WHAT THE TASK REQUIRES >> Once you find a line containing the word "marker" in the entries below, copy it.

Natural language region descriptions
○ ○ ○ ○
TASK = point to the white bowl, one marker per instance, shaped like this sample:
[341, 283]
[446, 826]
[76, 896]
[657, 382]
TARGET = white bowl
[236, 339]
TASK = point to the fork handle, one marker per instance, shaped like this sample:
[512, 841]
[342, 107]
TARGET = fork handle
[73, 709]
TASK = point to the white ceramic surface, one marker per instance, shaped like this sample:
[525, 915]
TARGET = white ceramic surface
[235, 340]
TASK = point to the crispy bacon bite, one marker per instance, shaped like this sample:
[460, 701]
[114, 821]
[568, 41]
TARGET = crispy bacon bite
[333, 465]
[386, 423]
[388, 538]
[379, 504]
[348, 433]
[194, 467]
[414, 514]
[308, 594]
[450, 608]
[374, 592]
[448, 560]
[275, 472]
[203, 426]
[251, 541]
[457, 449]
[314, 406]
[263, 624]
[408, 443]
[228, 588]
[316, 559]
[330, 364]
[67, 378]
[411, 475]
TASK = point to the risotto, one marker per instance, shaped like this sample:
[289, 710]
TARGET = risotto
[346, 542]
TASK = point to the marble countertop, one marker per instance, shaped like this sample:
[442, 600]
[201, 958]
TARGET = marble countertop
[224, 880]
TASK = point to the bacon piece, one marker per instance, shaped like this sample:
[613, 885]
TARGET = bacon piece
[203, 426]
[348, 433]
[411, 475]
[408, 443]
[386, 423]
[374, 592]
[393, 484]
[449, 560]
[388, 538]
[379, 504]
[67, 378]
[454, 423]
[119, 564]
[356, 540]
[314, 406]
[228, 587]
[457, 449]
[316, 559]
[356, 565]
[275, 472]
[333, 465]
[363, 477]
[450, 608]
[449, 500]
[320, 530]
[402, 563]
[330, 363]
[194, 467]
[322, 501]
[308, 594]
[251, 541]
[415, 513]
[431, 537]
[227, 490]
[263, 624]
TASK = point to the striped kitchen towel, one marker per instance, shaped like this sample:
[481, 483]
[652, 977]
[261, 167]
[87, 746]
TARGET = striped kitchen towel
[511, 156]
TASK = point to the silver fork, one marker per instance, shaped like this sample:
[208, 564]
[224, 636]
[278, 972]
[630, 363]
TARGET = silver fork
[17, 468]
○ ○ ○ ○
SOLUTION TO THIS PROBLEM >>
TASK = point to the white bowl, one marker per instance, shaped like this sample:
TASK = point to the fork handle, one marker per instance, shaped like this sample:
TASK = point to the white ceramic surface, one marker per instance, shaped like this sample:
TASK = point to the crispy bacon bite, one marker per instance, shaped like this sample:
TASK = point to the risotto, one marker per instance, shaped like this sample:
TASK = point to the marble countertop, one marker per instance, shaped like this sample:
TASK = point to the bacon piece, one marker per instance, shaped like this sample:
TASK = point to the striped kitchen towel, one marker per instance, shaped like this sample:
TASK = point to the silver fork, one marker per instance, shaped like this sample:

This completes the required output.